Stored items
:::
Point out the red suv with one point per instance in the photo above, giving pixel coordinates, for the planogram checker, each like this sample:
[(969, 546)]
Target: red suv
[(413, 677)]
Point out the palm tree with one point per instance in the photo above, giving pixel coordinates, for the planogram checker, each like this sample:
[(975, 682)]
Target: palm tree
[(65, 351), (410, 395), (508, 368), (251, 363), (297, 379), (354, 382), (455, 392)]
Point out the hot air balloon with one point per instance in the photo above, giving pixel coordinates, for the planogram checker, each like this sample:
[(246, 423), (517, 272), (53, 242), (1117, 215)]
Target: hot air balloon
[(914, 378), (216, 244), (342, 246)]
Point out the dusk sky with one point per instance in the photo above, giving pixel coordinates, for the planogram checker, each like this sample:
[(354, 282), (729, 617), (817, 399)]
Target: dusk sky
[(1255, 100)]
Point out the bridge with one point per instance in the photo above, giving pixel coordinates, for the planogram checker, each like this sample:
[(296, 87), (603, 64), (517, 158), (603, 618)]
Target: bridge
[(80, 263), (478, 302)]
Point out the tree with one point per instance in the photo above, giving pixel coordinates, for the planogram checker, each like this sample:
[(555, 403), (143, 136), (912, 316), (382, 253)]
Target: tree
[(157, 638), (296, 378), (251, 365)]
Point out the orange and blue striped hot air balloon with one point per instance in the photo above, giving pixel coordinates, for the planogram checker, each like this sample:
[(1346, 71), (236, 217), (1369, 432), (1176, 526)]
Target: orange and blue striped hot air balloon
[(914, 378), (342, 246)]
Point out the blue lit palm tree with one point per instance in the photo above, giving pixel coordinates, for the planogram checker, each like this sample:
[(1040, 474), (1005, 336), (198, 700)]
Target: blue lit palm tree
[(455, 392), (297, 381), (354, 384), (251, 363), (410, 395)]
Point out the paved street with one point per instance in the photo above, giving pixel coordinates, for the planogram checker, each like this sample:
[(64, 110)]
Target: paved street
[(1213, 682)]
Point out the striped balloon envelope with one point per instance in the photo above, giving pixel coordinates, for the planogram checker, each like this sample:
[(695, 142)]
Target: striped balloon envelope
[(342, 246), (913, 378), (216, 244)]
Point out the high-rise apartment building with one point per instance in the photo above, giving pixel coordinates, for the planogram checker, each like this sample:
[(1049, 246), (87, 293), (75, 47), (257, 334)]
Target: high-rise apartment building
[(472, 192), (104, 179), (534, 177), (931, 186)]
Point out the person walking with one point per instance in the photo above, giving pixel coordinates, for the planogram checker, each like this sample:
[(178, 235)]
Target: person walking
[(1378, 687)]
:::
• **About this task**: Set down the lines above exactly as written. Begin at the line containing "[(1049, 246), (87, 293), (75, 47), (257, 334)]" and stop after the last line.

• **Solution below**:
[(1049, 246), (87, 293), (75, 47), (257, 334)]
Target: high-rise apartment building
[(472, 192), (104, 179), (534, 177), (931, 186)]
Point out the person walking with one point per instance in the photo above, giving pixel coordinates, for the planogram checker, each like this sample:
[(178, 235)]
Target: person walking
[(1378, 687)]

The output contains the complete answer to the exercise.